**Exercise requirements**.
Images aside, return all the entries exactly.

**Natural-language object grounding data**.
======
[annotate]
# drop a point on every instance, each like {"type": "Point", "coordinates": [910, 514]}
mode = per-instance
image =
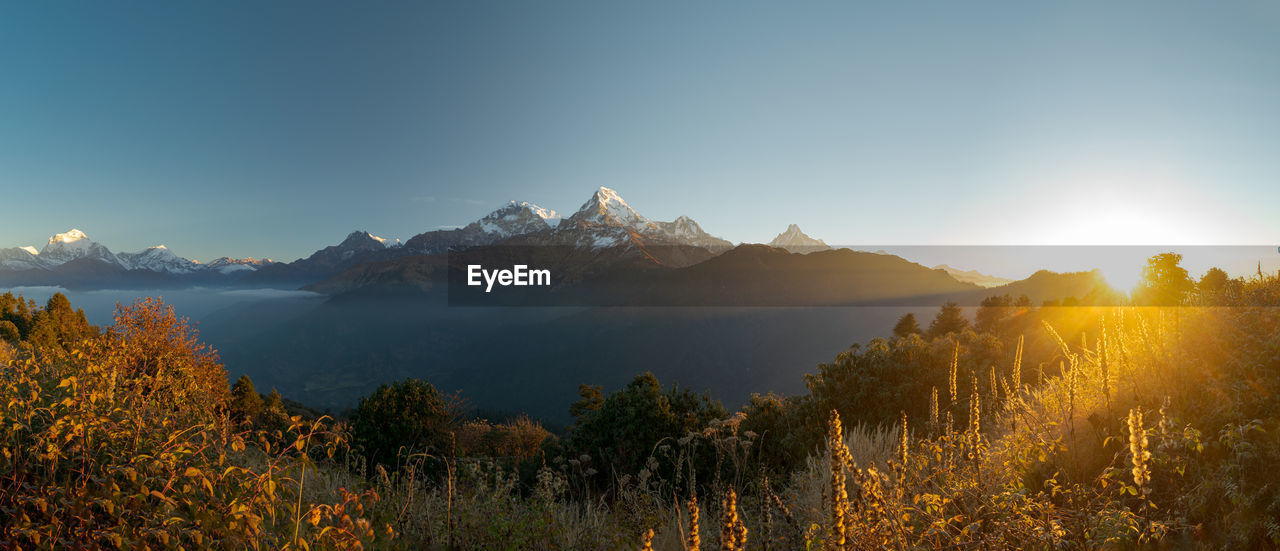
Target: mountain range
{"type": "Point", "coordinates": [604, 254]}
======
**Output for this exercise**.
[annotate]
# drop a point on every instance, each like {"type": "Point", "coordinates": [910, 514]}
mode = per-instance
image =
Target: mountain range
{"type": "Point", "coordinates": [604, 254]}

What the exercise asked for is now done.